- Supplied text
=======
Wow I was not aware of this. The original github issue:
> The Santa Hat on vscode insiders and pushing of religion is very offensive to me, additionally xmas has cost millions of Jews their lives over the centuries, yet even if that was not the case, pushing religious symbols as part of a product update is completely unacceptable. Please remove it immediately and make it your top priority. To me this is almost equally offensive as a swastika.
https://github.com/microsoft/vscode/issues/87268
I didn't know that Santa Claus was a religious symbol, I celebrate with Santa and I do not affiliate with any religion. But the status quo is to accommodate every single person. People believe they are entitled to it: "Make it your top priority" -- OK boss! There needs to be a balance. Complete stubbornness is not good. Bending over to every single request, regardless of its merit, is not good either.
Oh yeah, for sure. I worked my comment badly. I meant that right after the media publishes a story, corporations immediately feel threatened/called to action, and actually do what the mob tells them to do. Sometimes it doesn't even take a media article. Seriously, if you "@" any company now, ask why they haven't spoken about about x yet, wait and see how long it takes them to say something.
=======
- Recorded information
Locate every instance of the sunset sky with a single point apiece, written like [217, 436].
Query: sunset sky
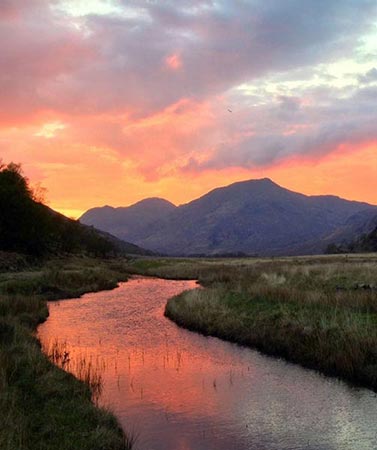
=======
- Stated task 1
Answer these questions about the Santa hat discussion:
(a) In the quoted issue, where did the Santa Hat appear?
(b) What does the commenter who says they celebrate with Santa say about their own religious affiliation?
(c) In the last comment, what question does the writer suggest putting to a company after you "@" it?
- Stated task 2
Continue the Santa hat discussion, starting after its last sentence.

- Exercise output 1
(a) On vscode insiders.
(b) They do not affiliate with any religion.
(c) Why they haven't spoken about x yet.

- Exercise output 2
I'm surprised there hasn't been much mention (at least for US-based folks) of at-will employment. People are getting fired for old social media posts, but people get fired for all sorts of other stupid reasons: the boss was in a bad mood, you missed work to go vote (again, US-specific because elections days aren't holidays here), the bus was late.
Meanwhile, the EU has much stricter regulations regarding employment and the conditions under which employees can be let go.
It's because at-will employment isn't the problem unless your boss is unreasonable, and if your boss is unreasonable then you should celebrate the opportunity to collect unemployment while you find a new job instead of having to quit or continue working there in the meantime.
But canceling everybody is problematically increasing the number of unreasonable bosses.
It certainly depends on employee's financial and social circumstances and the industry specifics, but it still begs a question if it's worth working for an arrogant asshole that could fire someone for a over a bad mood. Even if there's a law that says that they can't, one must be in quite dire circumstances to cling to a job where they are mistreated.
This said, I totally recognize I'm quite privileged in regard that the industry I'm working in, where business tend to generally value people and such senseless human resource management is typically misaligned with both employee and employers goals (putting it simple, being an asshole doesn't bring any profits). In such circumstances, my personal perception of at-will employment is positive - it makes sense to me that we (employee and employer) cooperate because we like each other, and there's nothing that binds us but our will for a mutually beneficial relationship.
Yet, unfortunately, I know this is not the case for many people but I have no idea what could to be done to fix this. But I suspect that legal protections that prevent firing people at-will are not helping the core issue here.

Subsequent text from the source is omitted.